» AIM
Retype the material in full, keeping every word the same.

» DATASET CONTENT
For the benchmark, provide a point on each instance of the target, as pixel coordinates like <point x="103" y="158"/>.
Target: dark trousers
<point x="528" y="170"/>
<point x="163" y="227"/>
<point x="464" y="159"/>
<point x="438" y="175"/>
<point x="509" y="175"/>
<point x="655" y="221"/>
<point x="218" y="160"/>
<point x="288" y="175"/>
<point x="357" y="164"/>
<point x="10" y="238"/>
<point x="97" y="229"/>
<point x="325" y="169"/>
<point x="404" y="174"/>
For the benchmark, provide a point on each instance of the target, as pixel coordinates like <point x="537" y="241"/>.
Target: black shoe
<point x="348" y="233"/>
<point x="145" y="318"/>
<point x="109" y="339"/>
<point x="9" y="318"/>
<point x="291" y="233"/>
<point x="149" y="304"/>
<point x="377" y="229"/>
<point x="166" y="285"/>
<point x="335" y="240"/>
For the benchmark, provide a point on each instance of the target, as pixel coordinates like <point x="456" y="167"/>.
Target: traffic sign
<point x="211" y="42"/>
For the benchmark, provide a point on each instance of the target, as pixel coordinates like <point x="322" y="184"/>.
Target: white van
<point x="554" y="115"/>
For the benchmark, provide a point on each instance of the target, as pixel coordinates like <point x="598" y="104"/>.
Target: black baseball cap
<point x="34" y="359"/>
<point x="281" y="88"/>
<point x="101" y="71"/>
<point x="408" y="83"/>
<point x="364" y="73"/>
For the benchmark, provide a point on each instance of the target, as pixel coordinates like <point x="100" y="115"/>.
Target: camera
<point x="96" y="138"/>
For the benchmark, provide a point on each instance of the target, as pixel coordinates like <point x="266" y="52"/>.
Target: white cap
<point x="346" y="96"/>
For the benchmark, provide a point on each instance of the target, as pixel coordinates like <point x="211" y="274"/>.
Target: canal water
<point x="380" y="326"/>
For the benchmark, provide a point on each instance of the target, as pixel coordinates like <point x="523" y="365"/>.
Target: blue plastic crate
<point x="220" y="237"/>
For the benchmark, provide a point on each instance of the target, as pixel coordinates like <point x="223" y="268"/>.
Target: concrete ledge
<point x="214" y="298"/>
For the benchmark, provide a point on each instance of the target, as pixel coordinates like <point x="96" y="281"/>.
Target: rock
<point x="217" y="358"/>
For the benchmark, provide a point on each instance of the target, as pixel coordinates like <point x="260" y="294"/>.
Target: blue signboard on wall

» THE SOLUTION
For the benchmark, provide a point on each instance of the target, as pixel coordinates like <point x="103" y="158"/>.
Target: dark trousers
<point x="528" y="170"/>
<point x="163" y="227"/>
<point x="464" y="159"/>
<point x="438" y="175"/>
<point x="509" y="175"/>
<point x="655" y="221"/>
<point x="218" y="160"/>
<point x="288" y="175"/>
<point x="357" y="164"/>
<point x="10" y="238"/>
<point x="97" y="229"/>
<point x="325" y="169"/>
<point x="404" y="174"/>
For the benchmark, provide a point on each instance of the target, as pixel coordinates like <point x="537" y="241"/>.
Target: black shoe
<point x="348" y="233"/>
<point x="145" y="318"/>
<point x="109" y="339"/>
<point x="9" y="318"/>
<point x="291" y="233"/>
<point x="149" y="304"/>
<point x="377" y="229"/>
<point x="166" y="285"/>
<point x="335" y="240"/>
For the benchmark, provide a point on each instance of the target, as pixel coordinates like <point x="456" y="167"/>.
Target: traffic sign
<point x="211" y="42"/>
For the benchmark, provide a point on each instance of the target, as pixel coordinates like <point x="322" y="184"/>.
Target: white van
<point x="554" y="115"/>
For the benchmark, provide a point on each instance of the target, as pixel coordinates like <point x="598" y="104"/>.
Target: black baseball cap
<point x="34" y="359"/>
<point x="281" y="88"/>
<point x="101" y="71"/>
<point x="408" y="83"/>
<point x="364" y="73"/>
For the benchmark, provide a point on each instance of the target, as pixel coordinates like <point x="100" y="115"/>.
Target: camera
<point x="96" y="138"/>
For the benchmark, provide a point on each instance of the target, as pixel coordinates like <point x="266" y="52"/>.
Target: white cap
<point x="346" y="96"/>
For the benchmark, provide a point on each instance of the target, as pixel coordinates like <point x="211" y="274"/>.
Target: canal water
<point x="380" y="326"/>
For the benchmark, provide a point on each instance of the target, as pixel coordinates like <point x="523" y="365"/>.
Target: blue plastic crate
<point x="220" y="237"/>
For the benchmark, provide a point on each instance of the target, as pixel coordinates like <point x="223" y="268"/>.
Target: concrete ledge
<point x="214" y="298"/>
For the benchmark, provide a point on each instance of the target, as pixel coordinates like <point x="96" y="281"/>.
Target: rock
<point x="217" y="358"/>
For the benchmark, provide a point on each instance of the target, as pixel coordinates like <point x="260" y="294"/>.
Target: blue signboard on wall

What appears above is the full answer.